Page text:
━━━━

In the absence of direct evidence between pasireotide and pegvisomant, the sponsor performed an ITC using the Bucher ITC method. This ITC aimed to estimate the effectiveness of pasireotide LAR compared to pegvisomant monotherapy and pegvisomant in combination with SSAs. The only outcome assessed was IGF-1 normalization.

Efficacy Results

IGF-1 Normalization or Biochemical Response

There were no significant differences in IGF-1 normalization when comparing either dose of pasireotide (40 mg or 60 mg combined), pegvisomant monotherapy (10 mg, 15 mg, or 20 mg combined), or combination therapy with SSAs. In the sensitivity analysis, there were no differences in terms of IGF-1 normalization that were observed in the comparison of pasireotide (40 mg and 60 mg) and pegvisomant (20 mg/day in monotherapy or combination therapy with SSAs).

Harms Results

No harms were assessed in the ITC.

Critical Appraisal

In this ITC report, the authors did not describe their methods for data extraction or conduct a quality assessment of the 3 included studies. Details of a systematic literature search and strategy for this ITC were not reported separately. The absence of a clear study selection process, a Preferred Reporting Items for Systematic Reviews and Meta-Analyses (PRISMA) flow chart, and a formal quality assessment introduces potential selection and reporting biases, which may affect the validity of the conclusions. Only 3 studies were included in this ITC report, with a small number of events. This limited sample size increased the imprecision of the estimates presented in the report.

There were several sources of heterogeneity across the studies, particularly in treatment doses and comparison types. Differences in baseline characteristics and clinical factors between studies were not addressed or adjusted for. For instance, in StudyC2402 and the 2009 study by Trainer et al., patients had inadequate disease control on SSAs, while the 2000 study by Trainer et al. included a broader patient population with a mix of patients with acromegaly, regardless of their prior treatment exposure or response. Moreover, in the 2000 study by Trainer et al., eligible patients at the second screening had serum IGF-1 concentrations at least 1.3 times greater than the upper limit of the age-adjusted normal range, whereas the other studies did not conduct a second screening. These imbalances in study populations could influence the treatment effect.

━━━━

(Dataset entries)
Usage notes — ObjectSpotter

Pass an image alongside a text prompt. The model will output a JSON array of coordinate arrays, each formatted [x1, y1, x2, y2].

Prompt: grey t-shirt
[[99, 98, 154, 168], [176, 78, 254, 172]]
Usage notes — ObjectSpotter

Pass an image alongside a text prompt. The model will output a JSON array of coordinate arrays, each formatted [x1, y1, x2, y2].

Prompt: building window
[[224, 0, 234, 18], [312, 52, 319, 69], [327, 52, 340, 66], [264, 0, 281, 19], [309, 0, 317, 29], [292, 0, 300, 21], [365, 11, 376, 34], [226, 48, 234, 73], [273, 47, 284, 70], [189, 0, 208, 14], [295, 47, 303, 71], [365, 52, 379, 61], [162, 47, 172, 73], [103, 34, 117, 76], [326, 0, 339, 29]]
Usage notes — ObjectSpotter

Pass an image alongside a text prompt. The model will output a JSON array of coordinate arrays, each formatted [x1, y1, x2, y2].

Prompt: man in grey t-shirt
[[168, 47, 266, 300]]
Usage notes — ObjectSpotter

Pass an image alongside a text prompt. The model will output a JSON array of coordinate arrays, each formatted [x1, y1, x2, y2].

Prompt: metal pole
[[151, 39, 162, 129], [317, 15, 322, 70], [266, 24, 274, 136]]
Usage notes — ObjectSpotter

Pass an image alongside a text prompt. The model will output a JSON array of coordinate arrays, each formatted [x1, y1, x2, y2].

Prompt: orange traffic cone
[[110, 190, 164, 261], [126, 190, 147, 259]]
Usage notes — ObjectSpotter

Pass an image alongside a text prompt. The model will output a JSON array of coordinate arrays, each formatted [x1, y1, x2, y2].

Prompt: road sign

━━━━

Instructions:
(A) According to the text on pasireotide and pegvisomant, what was the only outcome assessed in the ITC?
(B) Change the passage of the text on pasireotide and pegvisomant starting at "Harms Results" and ending at "in the report." so that "quality assessment" becomes "risk-of-bias assessment" throughout.

Answer set:
(A) IGF-1 normalization.

(B)
Harms Results

No harms were assessed in the ITC.

Critical Appraisal

In this ITC report, the authors did not describe their methods for data extraction or conduct a risk-of-bias assessment of the 3 included studies. Details of a systematic literature search and strategy for this ITC were not reported separately. The absence of a clear study selection process, a Preferred Reporting Items for Systematic Reviews and Meta-Analyses (PRISMA) flow chart, and a formal risk-of-bias assessment introduces potential selection and reporting biases, which may affect the validity of the conclusions. Only 3 studies were included in this ITC report, with a small number of events. This limited sample size increased the imprecision of the estimates presented in the report.